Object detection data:
:::
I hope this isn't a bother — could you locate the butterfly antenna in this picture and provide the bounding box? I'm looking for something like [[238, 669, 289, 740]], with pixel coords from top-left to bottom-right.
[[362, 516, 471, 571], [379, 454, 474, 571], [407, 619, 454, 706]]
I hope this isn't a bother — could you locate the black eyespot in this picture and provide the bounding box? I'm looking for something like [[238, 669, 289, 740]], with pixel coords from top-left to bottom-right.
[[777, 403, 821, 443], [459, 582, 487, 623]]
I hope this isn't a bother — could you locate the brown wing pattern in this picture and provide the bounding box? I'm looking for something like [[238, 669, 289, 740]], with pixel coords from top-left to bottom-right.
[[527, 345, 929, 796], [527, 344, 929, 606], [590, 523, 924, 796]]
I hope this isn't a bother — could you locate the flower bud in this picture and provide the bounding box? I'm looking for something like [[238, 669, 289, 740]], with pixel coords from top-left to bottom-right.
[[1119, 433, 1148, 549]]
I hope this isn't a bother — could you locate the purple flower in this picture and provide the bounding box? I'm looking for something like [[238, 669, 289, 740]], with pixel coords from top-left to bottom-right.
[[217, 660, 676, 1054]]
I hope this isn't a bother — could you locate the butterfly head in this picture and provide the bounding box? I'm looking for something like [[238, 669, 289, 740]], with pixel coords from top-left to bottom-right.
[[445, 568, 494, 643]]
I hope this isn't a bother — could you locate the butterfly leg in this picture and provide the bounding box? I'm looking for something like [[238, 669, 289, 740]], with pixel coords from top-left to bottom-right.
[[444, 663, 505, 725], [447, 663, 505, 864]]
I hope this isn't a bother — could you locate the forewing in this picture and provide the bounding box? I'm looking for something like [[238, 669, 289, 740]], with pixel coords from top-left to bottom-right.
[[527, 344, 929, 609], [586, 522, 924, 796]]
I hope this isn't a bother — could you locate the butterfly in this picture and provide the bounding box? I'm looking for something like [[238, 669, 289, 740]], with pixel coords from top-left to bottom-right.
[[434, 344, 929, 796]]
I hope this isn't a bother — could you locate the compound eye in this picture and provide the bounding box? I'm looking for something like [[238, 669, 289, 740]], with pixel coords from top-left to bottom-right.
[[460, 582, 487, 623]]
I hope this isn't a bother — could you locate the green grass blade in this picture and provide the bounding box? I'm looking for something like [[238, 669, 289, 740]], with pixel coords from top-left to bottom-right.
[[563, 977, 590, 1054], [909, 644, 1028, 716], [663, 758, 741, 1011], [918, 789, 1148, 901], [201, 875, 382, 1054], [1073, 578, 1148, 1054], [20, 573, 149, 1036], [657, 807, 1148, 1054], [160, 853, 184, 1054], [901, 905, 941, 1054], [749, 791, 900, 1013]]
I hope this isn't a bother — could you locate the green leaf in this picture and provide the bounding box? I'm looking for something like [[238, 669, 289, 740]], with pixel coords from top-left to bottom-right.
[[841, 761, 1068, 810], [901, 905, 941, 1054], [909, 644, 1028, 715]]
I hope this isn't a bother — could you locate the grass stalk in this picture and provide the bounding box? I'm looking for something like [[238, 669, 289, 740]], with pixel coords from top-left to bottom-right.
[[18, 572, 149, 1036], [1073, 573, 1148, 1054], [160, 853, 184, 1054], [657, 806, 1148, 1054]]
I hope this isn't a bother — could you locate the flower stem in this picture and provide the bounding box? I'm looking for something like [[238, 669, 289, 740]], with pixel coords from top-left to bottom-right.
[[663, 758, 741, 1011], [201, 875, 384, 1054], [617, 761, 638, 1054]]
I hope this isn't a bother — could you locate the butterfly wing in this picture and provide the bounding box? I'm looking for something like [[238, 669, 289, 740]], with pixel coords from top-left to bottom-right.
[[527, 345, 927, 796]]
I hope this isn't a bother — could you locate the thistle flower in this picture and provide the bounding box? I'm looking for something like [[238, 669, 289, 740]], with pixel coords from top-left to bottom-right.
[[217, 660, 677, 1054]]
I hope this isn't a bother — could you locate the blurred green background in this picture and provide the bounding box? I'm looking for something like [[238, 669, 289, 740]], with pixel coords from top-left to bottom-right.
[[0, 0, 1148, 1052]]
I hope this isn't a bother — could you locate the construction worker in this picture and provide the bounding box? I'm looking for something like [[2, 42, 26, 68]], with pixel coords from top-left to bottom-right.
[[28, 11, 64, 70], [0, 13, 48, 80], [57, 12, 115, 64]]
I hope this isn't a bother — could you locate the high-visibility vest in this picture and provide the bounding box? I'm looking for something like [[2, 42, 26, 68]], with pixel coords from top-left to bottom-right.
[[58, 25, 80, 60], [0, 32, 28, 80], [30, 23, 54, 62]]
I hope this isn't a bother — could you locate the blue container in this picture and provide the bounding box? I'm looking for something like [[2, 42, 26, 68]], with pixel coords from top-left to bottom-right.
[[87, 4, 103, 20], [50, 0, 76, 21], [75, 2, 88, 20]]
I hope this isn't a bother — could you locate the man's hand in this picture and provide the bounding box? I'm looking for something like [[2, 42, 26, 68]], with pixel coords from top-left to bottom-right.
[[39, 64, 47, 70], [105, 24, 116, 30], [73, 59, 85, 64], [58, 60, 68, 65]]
:::
WHAT YOU NEED TO DO: Starting at the line that contains "locate the grass" and stopping after the line that contains "806, 1148, 1054]]", reproduce those lines of the records above, requests included. Scale every bounding-box coordinate in the answers by 1.55 and round to whole numbers with halves rounded up, leaving the numbers in the requests as they are.

REPLY:
I hope this isn't a bother — could you locate the grass stalk in this picture and provide the bounding box? I'm looking for something like [[238, 669, 289, 740]], with pixel coords from top-left to bottom-right.
[[28, 887, 231, 1606], [1663, 888, 1779, 1634], [248, 1322, 285, 1634], [1018, 1249, 1779, 1634]]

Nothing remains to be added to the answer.